◆ Problem to work on: Write out all of the data without omission, exactly as shown.
**** Data in this exercise
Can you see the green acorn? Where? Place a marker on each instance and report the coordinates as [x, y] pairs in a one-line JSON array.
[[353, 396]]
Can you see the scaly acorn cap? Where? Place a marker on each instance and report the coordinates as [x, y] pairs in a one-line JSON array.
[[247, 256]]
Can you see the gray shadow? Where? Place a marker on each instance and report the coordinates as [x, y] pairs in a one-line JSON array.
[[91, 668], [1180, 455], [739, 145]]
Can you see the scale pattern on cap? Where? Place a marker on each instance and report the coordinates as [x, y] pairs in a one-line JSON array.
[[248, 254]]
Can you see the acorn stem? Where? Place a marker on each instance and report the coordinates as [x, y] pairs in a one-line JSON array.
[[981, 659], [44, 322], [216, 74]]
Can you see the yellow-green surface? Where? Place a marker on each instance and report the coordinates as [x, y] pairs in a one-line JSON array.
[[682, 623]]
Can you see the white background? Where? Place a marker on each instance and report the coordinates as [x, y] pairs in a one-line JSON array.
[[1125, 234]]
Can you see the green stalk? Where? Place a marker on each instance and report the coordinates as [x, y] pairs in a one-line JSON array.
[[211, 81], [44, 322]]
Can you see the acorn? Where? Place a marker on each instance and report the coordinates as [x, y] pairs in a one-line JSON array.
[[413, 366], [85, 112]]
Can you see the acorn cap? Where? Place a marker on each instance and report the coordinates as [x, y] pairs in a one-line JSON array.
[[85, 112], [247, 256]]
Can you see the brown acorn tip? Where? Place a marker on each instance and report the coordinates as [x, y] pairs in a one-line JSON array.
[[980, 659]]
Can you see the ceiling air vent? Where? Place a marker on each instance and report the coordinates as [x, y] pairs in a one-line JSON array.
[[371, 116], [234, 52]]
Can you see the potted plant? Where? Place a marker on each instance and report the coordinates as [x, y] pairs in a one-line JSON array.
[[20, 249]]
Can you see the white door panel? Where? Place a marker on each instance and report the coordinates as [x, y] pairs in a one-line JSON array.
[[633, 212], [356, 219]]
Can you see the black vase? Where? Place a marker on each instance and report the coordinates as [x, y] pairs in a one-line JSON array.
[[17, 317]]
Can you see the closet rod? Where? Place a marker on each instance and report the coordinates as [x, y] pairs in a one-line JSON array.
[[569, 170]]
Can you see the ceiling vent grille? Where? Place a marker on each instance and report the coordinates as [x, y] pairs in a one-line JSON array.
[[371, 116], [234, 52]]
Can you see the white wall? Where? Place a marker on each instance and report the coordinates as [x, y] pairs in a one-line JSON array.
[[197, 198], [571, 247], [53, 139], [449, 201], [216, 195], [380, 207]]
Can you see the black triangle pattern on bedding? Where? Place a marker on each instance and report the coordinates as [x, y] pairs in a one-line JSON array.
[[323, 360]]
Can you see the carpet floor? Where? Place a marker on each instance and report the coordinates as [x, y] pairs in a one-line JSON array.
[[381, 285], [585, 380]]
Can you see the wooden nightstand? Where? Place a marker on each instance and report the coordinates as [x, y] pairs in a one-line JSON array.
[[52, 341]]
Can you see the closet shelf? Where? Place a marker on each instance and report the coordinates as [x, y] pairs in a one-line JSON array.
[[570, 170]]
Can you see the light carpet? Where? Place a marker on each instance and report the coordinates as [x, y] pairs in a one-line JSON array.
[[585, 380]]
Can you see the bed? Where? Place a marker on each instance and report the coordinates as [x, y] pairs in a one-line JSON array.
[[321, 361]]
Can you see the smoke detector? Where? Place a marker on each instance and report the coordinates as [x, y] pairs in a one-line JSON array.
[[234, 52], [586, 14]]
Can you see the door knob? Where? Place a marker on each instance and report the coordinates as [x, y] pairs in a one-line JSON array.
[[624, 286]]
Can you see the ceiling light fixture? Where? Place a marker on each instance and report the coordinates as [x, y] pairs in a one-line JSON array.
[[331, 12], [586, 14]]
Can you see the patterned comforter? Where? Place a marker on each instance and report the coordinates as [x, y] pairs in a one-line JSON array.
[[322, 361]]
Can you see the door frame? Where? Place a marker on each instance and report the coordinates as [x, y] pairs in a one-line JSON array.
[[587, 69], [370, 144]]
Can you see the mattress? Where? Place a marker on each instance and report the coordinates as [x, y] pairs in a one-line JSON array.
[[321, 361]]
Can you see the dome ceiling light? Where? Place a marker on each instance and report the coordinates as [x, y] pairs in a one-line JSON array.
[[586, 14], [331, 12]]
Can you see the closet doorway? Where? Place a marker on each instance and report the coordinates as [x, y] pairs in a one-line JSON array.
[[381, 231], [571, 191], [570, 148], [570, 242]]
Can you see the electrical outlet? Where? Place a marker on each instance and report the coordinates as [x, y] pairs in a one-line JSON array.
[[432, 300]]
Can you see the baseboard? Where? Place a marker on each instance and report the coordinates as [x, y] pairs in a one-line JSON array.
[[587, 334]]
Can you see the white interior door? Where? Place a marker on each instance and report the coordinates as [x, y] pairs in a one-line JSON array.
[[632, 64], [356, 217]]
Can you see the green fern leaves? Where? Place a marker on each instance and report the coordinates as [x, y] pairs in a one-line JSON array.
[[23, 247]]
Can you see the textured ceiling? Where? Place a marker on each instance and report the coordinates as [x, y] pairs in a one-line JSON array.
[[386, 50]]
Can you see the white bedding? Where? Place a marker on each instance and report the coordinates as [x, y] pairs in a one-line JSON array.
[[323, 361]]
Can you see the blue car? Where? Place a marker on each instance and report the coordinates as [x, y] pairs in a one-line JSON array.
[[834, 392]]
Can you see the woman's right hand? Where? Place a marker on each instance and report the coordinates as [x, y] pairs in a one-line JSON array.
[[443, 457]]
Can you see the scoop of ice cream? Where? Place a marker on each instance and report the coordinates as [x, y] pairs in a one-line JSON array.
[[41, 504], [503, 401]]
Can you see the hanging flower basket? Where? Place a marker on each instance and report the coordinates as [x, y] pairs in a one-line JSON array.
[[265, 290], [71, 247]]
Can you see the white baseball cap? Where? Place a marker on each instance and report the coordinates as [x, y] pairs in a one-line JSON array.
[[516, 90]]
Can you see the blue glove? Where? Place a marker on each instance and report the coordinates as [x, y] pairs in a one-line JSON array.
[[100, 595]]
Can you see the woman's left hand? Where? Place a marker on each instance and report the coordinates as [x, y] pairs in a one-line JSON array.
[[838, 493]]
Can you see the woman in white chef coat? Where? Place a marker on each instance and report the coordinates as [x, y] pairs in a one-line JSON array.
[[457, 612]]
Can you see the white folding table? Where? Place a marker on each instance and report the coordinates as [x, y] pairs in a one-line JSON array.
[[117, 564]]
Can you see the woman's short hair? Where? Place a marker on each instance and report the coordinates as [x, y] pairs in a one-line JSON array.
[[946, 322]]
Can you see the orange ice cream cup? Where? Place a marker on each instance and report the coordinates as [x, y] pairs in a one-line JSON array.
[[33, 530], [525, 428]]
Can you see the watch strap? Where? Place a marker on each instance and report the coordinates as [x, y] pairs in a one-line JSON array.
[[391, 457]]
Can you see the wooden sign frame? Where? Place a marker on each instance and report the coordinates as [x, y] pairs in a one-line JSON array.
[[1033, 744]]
********
◆ Written solution:
Can you see the green acorn? Where? Place a marker on each instance and report the coordinates as [x, y] pairs in a one-line JSON array.
[[353, 396]]
Can you see the scaly acorn cap? Where? Place a marker on each instance and report the coordinates as [x, y] pairs in a one-line JSON array.
[[247, 256]]
Can you see the gray shadow? Where? Place a marker on each instance and report the coordinates as [x, y] pairs in a one-line JSON array.
[[91, 668], [1180, 455], [739, 145]]
Can you see the scale pattern on cap? Where? Place a marker on each instance and report the coordinates as [x, y] pairs in a one-line JSON array.
[[248, 254]]
Can you see the acorn stem? Where? Place a marker on each instance and report the coordinates as [x, y] pairs in a one-line JSON array.
[[981, 659], [44, 322], [216, 74]]
Can you see the yellow-green surface? Where? Place a marker on each instance and report the coordinates as [x, y] pairs in a one-line JSON array.
[[682, 623]]
Can you see the white background? Where? Place a marker on each instance and report the coordinates as [x, y] pairs in a one-line JSON array.
[[1125, 234]]
Can you see the green stalk? Where? Place a marker on each instance and report the coordinates as [x, y] pairs in a one-line JSON array.
[[211, 81], [44, 322]]
Can you see the acorn? Where? Place a marker on each instance and report the coordinates as [x, y] pairs in a one-line JSON array.
[[413, 366], [85, 112]]
Can you see the acorn cap? Where? Place a marker on each instance and report the coordinates as [x, y] pairs in a one-line JSON array.
[[85, 112], [247, 256]]
Can you see the brown acorn tip? Where? Place a marker on each instance and report the coordinates as [x, y] pairs in a one-line JSON array.
[[980, 659]]
Can you see the ceiling air vent? Where? Place a marker on each instance and report the coordinates as [x, y] pairs in a one-line JSON array.
[[371, 116], [234, 52]]
Can you see the potted plant? Where? Place a marker on each instance and report the coordinates as [x, y] pairs in a one-line JSON array.
[[20, 249]]
Can you see the white door panel? Where? Place a marker on each instance and report the coordinates as [x, y] pairs in a one-line JSON array.
[[633, 212], [356, 219]]
Can you see the black vase? Where? Place a marker on each instance and report the coordinates as [x, y] pairs in a one-line JSON array.
[[17, 317]]
Can you see the closet rod? Where? Place a marker on each instance and report the coordinates as [x, y] pairs in a one-line JSON array.
[[569, 170]]
Can you see the ceiling vent grille? Where? Place a marker on each instance and report the coordinates as [x, y] pairs in a one-line JSON array.
[[371, 116], [234, 52]]
Can you see the white wall? Where? Place a marker on each instance and report the coordinates as [x, y] pairs in a one-line JSON array.
[[197, 198], [571, 247], [53, 139], [449, 201], [216, 195], [380, 207]]
Can you see the black triangle pattern on bedding? Where? Place a marker on each instance and report the coordinates as [x, y] pairs in a one-line JSON array.
[[323, 360]]
Can you see the carpet floor? Where? Place a marker on each instance and report the coordinates as [x, y] pairs in a one-line JSON array.
[[381, 285], [585, 380]]
Can you see the wooden nightstand? Where? Place a marker on each instance and report the coordinates as [x, y] pairs in a one-line JSON array.
[[52, 341]]
Can you see the closet shelf? Where? Place a marker on each instance and report the coordinates as [x, y] pairs in a one-line JSON array.
[[570, 170]]
Can you see the light carpet? Where? Place a marker on each instance and report the coordinates as [x, y] pairs in a one-line JSON array.
[[585, 380]]
Can you see the bed? Where? Place a marker on each instance and report the coordinates as [x, y] pairs in a one-line JSON array.
[[321, 361]]
Can you see the smoke detector? Where? Place a marker on each instance and report the coordinates as [x, y] pairs in a one-line JSON array.
[[234, 52], [586, 14]]
Can you see the door knob? Where? Place a marker on each instance and report the coordinates as [x, y] pairs in a one-line JSON array.
[[624, 286]]
Can you see the ceiling light fixture? Where? Place a marker on each instance and report the coordinates as [x, y] pairs in a one-line JSON array.
[[331, 12], [586, 14]]
Can you see the patterned comforter? Where? Place a marker on each instance and report the coordinates as [x, y] pairs in a one-line JSON array.
[[322, 361]]
Can you see the door frame? Where? Place a marker on each instance and report the coordinates as [x, y] pairs in a one-line JSON array.
[[587, 69], [370, 144]]
Can you see the mattress? Where? Place a marker on each instance and report the coordinates as [x, y] pairs in a one-line JSON array.
[[321, 361]]
Can you see the dome ceiling light? Where? Place a marker on each instance and report the coordinates as [x, y] pairs in a one-line JSON array.
[[586, 14], [331, 12]]
Can you see the closet doorway? Where? Place a marker on each instance and report the coordinates as [x, y] pairs in a one-line JSON array.
[[381, 231], [571, 191], [570, 148], [570, 242]]
Can you see the electrical outlet? Where? Place a marker on each instance and report the coordinates as [x, y] pairs in a one-line JSON array.
[[432, 300]]
Can you see the baseboard? Where? Place a marker on each instance and report the coordinates as [x, y] pairs in a one-line JSON array.
[[587, 334]]
Can you see the white interior door? Where? Place a marker on each instance and report the coordinates as [x, y] pairs in a one-line JSON array.
[[632, 64], [356, 217]]
Can you see the green fern leaves? Where? Place a marker on each instance and report the coordinates as [x, y] pairs in a one-line JSON array.
[[23, 247]]
Can you see the textured ceiling? Where? Place a marker on each instance and report the coordinates as [x, y] pairs in a one-line JSON array.
[[386, 50]]
Can you see the white bedding? Where? Place a marker on each instance and report the coordinates as [x, y] pairs in a one-line JSON array.
[[323, 361]]
Can you see the blue car? Where? Place a marker on each instance and report the coordinates as [x, y] pairs in a one-line JSON array.
[[834, 392]]
Can you see the woman's right hand? Where? Place a marker on each instance and report the coordinates as [x, y] pairs in a one-line JSON array.
[[443, 457]]
Can you see the scoop of ice cream? Where? Place a marker on each instance and report the coordinates as [x, y] pairs in a one-line JSON array.
[[41, 504], [503, 401]]
Can you see the hanging flower basket? Where? Place a marker on each instance and report the coordinates as [x, y] pairs in a one-line JSON array.
[[265, 290], [71, 247]]
Can you see the white baseball cap? Where? Place a marker on each instance and report the coordinates as [x, y] pairs in a one-line JSON array.
[[516, 90]]
Can you see the blue glove? Where? Place a marker on each instance and report the coordinates as [x, y] pairs in a one-line JSON array.
[[100, 595]]
Can you see the woman's left hand? Where? Place a marker on each instance and report the coordinates as [x, y] pairs in a one-line JSON array.
[[838, 493]]
Can you see the woman in white chef coat? Where? Place a marker on each instance and report the coordinates as [x, y] pairs in a one-line JSON array.
[[457, 612]]
Can you see the white folding table? Where? Place a marker on each instance and report the coordinates as [x, y] pairs in a one-line JSON array.
[[117, 564]]
Can you see the woman's short hair? Where? Place a marker on each instance and report the coordinates as [x, y] pairs in a one-line JSON array.
[[946, 322]]
Can you see the orange ice cream cup? Where? Place a marker on each instance and report the coordinates as [x, y] pairs in a one-line JSON array.
[[33, 530], [525, 428]]
Can you see the watch strap? Where? Place a marker on each instance and report the coordinates as [x, y] pairs in a one-line JSON array.
[[391, 457]]
Can you see the wooden sign frame? Where? Place a marker on each instance and report the coordinates as [x, y] pairs in a one-line JSON array.
[[1033, 744]]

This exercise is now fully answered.